Quoi qu’il en soit, le prix des accessoires Apple devient délirant. Bien évidemment, on peut très bien se passer de la housse en cuir du MacBook Air vendue 200 €. Il est plus difficile de faire sans le Pencil d’Apple. Le nouveau modèle coûte 35 € de plus que son prédécesseur. Le prix du Smart Keyboard est encore plus délirant. Alors certes, il permet de protéger l’arrière de la tablette, mais on frise les 200 € en 11” et 220 € en 12,9”.
Si à première vue, l’iPad Pro ne donne pas l’impression d’être excessivement cher, la photographie est très différente lorsqu'on prend en compte les accessoires adaptés. Et ce ne sont pas de « simples » accessoires, ils jouent un rôle important dans la dimension « Pro » de la tablette d’Apple.
La gamme Apple plus complexe à aborder que les forfaits SFR
Les détracteurs de Tim Cook comparent la gamme actuelle à celle des Performa, celle que l'on trouvait notamment en grande distribution, juste avant le retour de Steve Jobs. Difficile de les contredire tant la gamme actuelle est devenue incompréhensible.
Lors de cette fameuse réunion d’avril 2017 évoquée plus haut, Phil Schiller faisait part de sa volonté de simplifier la gamme. C’est tout le contraire qui s’est produit cette semaine. À quoi sert le MacBook ? Certes, il est plus léger, mais c’est bien là son seul avantage par rapport au MacBook Air. Il aurait été mis à jour avec un port Thunderbolt 3 et une puce T2, son maintien dans la gamme aurait pu s’entendre… Et que dire des MacBook Pro 13” sans Touch Bar qui n’ont pas été revus de l’année ?
Apple a raté l’occasion de simplifier sa gamme : le MacBook Air pour le grand public et le MacBook Pro 13” avec Touch Bar pour les utilisateurs professionnels.

★ ★ ★ ★ ★

▶ [Consigne]
Selon le texte sur la gamme Apple, de combien le nouveau Pencil est-il plus cher que le modèle précédent ?

★ ★ ★ ★ ★

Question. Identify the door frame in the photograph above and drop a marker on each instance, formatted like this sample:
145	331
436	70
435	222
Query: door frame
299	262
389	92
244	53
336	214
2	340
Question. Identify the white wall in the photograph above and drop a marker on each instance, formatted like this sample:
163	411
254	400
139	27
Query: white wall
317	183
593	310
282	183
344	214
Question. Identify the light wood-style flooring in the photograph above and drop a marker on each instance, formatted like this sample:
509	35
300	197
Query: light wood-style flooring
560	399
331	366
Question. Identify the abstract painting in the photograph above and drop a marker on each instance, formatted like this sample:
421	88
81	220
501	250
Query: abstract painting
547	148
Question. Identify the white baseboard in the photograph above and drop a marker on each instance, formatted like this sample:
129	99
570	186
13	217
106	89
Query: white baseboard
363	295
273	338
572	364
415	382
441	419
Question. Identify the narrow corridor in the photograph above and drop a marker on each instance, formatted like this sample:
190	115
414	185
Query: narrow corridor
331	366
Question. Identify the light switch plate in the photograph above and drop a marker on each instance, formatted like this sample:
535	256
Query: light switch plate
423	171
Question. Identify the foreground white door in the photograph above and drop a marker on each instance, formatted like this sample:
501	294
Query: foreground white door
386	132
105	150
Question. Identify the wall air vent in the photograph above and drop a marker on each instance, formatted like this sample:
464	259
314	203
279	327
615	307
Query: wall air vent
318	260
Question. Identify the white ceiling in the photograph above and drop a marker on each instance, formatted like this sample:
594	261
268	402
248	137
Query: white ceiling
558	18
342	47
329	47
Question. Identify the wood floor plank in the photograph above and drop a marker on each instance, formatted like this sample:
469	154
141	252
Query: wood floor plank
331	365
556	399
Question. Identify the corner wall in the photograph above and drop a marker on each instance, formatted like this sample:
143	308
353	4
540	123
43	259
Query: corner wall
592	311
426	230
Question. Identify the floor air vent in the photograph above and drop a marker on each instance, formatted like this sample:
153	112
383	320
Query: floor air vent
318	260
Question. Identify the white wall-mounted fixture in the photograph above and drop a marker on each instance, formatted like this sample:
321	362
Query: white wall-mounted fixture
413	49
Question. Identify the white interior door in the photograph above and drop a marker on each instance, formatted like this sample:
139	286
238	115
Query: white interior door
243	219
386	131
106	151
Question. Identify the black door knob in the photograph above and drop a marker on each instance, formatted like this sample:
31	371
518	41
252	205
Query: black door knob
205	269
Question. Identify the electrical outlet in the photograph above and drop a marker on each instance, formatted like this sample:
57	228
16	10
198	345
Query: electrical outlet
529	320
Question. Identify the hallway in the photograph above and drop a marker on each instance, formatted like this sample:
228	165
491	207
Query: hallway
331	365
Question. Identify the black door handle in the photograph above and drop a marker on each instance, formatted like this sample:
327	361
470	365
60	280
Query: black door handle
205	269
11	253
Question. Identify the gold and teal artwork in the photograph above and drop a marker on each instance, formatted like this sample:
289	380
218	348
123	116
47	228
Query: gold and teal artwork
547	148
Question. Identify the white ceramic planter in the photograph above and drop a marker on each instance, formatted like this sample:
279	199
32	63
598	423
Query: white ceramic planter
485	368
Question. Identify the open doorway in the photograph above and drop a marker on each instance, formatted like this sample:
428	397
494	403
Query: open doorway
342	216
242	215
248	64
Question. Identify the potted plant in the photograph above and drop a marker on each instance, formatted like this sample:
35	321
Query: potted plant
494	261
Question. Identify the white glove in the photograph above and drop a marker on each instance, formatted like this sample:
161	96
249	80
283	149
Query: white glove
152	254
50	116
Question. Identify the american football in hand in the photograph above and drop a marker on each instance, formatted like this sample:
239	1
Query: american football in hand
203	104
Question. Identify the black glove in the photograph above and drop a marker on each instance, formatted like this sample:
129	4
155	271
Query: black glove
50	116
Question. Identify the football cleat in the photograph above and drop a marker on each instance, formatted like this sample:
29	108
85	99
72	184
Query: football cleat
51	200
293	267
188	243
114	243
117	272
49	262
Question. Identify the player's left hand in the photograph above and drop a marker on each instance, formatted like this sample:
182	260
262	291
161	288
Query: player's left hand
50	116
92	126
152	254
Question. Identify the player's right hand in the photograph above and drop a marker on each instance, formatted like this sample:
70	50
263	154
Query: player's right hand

★ ★ ★ ★ ★

▶ [Réponse attendue]
Il coûte 35 € de plus que son prédécesseur.